▶ [QUOTED PASSAGE]
------------------------------------

There’s a new arms race going on in the world, and this one involves robots. Much less high-stakes and far more entertaining than the Cold War, this supercharged and super-fast competition involves a bunch of robot makers and a bunch of Rubik’s cubes. The goal? The fastest time. The prize? Eternal pride.

Just last month, we told you about a robot that managed to solve a Rubik’s cube in less than a second, a feat that is already pretty damn impressive. But in today’s world, records are broken every day, and it looks like the bot created by software engineers Jay Flatland and Paul Rose already has some serious competition.

Another machine called the Sub1, the product of industrial engineer and economist Adam Beer, is apparently in contention for the title of fastest Rubik’s cube solver. In fact, Beer claims that the Sub1 actually managed to crash through the 1 second barrier before Flatland and Rose did, though that claim has yet to be verified.

Regardless of who got under 1 second first, Beer is now laying claim to the more important achievement — the fastest solution. While the previous record stood at 0.9 seconds, Beer’s Sub1 has managed to squeeze in a time just 0.003 seconds faster at 0.887 seconds. The most impressive part? The robot managed to make 20 moves in that time.

------------------------------------

▶ [BRIEF] According to the article about robots solving Rubik's cubes, who created the Sub1?

Items from a data source
------------------------------------

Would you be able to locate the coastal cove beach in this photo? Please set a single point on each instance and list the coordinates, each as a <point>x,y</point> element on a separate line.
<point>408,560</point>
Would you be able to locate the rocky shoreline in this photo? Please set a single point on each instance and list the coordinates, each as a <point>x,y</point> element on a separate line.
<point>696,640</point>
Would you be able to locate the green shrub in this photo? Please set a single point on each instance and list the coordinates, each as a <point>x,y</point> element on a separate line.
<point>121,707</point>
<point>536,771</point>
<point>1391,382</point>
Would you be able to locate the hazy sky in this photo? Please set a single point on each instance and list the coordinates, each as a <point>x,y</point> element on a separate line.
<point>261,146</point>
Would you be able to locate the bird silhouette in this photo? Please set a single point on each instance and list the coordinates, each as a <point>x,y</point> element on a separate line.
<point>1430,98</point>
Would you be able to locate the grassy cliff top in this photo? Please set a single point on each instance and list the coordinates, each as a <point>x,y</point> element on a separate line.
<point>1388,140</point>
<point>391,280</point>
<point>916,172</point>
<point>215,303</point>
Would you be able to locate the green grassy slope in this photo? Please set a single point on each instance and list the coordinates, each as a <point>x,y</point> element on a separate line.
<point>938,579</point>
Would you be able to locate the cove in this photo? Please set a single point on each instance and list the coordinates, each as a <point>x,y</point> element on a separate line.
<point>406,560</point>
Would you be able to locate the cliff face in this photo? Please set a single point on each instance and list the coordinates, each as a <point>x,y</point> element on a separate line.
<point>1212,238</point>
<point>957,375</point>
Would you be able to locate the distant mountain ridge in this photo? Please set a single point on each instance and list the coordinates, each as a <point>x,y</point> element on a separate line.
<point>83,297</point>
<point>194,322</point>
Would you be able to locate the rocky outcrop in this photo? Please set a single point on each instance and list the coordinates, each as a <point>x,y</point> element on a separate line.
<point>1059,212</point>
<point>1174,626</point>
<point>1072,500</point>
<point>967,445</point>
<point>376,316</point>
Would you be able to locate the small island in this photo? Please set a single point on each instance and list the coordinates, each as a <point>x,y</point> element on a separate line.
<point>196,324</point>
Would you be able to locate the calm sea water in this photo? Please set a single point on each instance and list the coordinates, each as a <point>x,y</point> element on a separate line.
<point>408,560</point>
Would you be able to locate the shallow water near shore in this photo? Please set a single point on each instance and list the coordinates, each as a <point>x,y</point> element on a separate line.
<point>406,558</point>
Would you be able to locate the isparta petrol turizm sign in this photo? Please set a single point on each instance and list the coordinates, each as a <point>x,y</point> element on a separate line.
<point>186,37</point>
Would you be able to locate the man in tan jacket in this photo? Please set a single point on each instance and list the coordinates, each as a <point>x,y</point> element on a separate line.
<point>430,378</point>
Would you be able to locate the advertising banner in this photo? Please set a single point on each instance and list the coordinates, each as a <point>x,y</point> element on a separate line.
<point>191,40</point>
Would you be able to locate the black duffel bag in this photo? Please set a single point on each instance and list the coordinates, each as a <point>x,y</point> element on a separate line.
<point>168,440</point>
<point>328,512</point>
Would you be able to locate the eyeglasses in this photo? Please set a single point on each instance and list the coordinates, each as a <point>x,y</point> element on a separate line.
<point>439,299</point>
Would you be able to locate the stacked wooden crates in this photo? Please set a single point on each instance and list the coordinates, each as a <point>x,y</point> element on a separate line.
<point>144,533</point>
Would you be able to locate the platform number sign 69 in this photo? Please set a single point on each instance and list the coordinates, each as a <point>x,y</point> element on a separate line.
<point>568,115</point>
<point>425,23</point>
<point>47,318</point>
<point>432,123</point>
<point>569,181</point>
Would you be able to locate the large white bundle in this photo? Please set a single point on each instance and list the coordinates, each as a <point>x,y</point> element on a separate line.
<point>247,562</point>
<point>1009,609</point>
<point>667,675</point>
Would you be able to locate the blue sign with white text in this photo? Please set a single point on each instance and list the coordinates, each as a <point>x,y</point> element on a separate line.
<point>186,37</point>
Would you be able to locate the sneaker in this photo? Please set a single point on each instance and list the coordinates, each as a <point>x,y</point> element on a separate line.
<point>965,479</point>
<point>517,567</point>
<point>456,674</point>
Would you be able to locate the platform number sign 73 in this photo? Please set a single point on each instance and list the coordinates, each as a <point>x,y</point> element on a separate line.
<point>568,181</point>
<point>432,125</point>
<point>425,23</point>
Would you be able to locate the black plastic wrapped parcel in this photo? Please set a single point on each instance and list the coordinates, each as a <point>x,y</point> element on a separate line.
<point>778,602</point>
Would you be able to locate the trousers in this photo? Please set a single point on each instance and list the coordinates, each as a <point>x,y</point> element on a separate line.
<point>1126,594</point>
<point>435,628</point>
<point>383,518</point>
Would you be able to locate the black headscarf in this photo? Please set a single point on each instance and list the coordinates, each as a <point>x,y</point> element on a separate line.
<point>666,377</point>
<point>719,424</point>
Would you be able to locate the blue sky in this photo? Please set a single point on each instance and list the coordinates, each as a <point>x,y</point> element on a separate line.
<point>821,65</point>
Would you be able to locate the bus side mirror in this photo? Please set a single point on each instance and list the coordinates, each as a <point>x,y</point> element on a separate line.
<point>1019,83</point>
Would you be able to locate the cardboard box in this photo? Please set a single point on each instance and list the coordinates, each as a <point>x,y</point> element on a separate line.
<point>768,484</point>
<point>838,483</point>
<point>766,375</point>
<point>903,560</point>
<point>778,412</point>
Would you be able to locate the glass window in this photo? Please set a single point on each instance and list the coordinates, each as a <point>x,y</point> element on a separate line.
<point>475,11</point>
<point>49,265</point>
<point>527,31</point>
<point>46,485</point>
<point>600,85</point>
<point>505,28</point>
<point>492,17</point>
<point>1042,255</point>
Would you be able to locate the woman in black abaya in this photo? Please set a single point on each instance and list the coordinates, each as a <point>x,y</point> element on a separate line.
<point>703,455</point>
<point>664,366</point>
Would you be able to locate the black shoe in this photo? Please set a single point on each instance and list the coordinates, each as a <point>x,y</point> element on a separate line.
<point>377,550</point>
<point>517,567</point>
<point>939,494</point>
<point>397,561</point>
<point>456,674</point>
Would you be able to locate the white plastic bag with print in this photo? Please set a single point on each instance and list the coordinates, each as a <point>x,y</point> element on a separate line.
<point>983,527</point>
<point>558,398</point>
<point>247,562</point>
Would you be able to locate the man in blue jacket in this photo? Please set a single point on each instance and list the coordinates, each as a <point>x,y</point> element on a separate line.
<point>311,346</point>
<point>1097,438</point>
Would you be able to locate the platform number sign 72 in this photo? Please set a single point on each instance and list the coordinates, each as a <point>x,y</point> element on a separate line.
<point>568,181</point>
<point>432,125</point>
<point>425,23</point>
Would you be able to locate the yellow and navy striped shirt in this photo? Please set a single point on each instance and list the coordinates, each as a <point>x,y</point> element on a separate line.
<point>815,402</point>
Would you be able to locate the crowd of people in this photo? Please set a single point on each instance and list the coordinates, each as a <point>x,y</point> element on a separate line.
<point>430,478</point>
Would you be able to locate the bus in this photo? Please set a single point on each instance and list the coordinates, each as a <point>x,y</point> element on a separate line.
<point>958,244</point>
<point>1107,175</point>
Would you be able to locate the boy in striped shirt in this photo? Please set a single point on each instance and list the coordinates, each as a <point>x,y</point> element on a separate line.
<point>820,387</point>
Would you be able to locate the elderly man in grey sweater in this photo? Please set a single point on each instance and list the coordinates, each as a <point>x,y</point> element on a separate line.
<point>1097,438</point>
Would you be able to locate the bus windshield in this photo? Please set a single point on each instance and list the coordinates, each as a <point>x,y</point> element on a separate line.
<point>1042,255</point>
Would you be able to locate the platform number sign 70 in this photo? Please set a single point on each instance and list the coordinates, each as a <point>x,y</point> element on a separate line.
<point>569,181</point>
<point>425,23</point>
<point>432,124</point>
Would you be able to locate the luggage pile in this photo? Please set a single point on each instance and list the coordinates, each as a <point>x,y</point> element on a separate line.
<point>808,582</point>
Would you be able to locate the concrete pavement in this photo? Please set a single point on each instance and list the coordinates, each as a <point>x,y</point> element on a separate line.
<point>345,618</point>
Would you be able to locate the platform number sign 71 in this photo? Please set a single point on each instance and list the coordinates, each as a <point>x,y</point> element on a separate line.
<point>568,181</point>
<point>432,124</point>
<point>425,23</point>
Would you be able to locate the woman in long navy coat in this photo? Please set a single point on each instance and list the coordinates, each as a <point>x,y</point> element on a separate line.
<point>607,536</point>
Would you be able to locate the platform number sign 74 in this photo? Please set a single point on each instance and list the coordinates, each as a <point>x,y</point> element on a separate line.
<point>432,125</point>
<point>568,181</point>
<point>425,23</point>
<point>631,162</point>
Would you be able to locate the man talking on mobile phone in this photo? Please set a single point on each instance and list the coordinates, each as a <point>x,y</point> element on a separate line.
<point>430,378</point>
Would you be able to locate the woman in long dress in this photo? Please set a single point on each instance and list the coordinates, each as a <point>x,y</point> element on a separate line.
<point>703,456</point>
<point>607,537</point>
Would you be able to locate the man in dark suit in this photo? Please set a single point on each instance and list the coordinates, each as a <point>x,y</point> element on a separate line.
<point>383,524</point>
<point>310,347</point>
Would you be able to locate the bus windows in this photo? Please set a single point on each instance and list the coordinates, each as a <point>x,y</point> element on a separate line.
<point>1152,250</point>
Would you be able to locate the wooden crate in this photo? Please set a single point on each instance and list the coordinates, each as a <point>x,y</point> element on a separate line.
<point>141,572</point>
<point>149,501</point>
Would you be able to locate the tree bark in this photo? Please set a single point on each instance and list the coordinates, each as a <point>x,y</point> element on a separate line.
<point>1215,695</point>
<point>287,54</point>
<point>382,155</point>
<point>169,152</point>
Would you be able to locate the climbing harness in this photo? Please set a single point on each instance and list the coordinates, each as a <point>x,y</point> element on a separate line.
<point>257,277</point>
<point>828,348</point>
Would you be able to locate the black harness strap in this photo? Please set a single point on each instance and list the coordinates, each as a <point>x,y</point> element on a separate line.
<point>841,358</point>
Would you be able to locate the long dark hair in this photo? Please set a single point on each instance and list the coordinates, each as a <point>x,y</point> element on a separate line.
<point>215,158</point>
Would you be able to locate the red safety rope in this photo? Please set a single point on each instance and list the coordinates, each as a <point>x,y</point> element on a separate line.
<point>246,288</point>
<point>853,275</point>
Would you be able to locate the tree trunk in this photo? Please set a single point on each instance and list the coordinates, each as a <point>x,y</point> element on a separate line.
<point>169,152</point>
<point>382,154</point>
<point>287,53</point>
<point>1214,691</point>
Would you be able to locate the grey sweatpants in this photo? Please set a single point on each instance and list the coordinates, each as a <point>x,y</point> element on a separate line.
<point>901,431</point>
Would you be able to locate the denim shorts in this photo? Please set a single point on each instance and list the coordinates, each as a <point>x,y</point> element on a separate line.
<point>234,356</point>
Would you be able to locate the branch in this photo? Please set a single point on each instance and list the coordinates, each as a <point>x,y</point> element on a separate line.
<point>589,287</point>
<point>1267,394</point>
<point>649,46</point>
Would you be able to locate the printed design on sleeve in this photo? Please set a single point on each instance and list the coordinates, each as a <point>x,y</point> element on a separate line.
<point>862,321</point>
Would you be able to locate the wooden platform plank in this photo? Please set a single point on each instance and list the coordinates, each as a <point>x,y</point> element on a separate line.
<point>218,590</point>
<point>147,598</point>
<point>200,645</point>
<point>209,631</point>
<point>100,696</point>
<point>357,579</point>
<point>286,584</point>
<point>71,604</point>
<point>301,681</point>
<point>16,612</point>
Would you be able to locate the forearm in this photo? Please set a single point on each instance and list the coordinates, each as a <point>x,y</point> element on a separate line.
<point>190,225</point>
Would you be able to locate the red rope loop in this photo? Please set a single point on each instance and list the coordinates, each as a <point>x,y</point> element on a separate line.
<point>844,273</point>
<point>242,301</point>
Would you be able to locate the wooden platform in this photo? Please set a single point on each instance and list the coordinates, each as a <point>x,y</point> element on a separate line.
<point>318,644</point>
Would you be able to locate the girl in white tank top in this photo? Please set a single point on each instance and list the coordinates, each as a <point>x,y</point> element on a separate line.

------------------------------------

▶ [ANSWER FOR THE TASK] Adam Beer, an industrial engineer and economist.